■ Problem description
Where the lines below hold images, skip those and copy every word exactly.
****************************************
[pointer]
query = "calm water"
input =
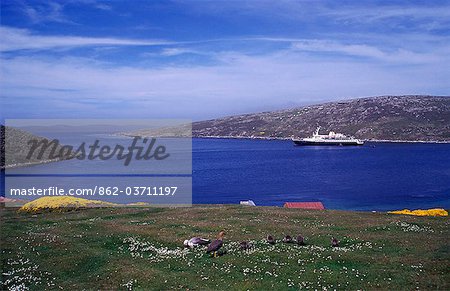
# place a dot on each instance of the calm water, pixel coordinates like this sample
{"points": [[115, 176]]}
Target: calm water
{"points": [[377, 176]]}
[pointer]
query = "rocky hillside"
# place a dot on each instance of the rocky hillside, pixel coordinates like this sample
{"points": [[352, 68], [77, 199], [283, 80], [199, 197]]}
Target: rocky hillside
{"points": [[408, 118], [15, 148]]}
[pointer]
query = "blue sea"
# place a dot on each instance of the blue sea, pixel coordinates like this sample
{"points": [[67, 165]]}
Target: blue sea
{"points": [[376, 176]]}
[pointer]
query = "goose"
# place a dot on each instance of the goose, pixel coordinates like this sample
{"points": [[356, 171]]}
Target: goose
{"points": [[271, 240], [245, 245], [287, 239], [334, 242], [196, 241], [300, 240], [215, 245]]}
****************************************
■ Completed task
[pointer]
query = "calm water"
input =
# place a dot on each instance of the calm water, pixel coordinates like this sample
{"points": [[115, 176]]}
Target: calm water
{"points": [[377, 176]]}
[pointer]
query = "rocky hillside"
# place a dot on each instance of the rocky hillside, pixel coordinates like this sample
{"points": [[352, 68], [77, 199], [283, 80], [199, 197]]}
Target: rocky hillside
{"points": [[408, 118], [15, 148]]}
[pointer]
query = "blue sea"
# place a dot on each instance of the blue sea, pixel coordinates like this sample
{"points": [[67, 165]]}
Target: blue sea
{"points": [[376, 176]]}
[pointer]
query = "goose"
# place a dot on each instance of the goose, pixel coordinates like this sample
{"points": [[356, 171]]}
Target: goose
{"points": [[271, 240], [245, 245], [287, 239], [334, 242], [196, 241], [300, 240], [215, 245]]}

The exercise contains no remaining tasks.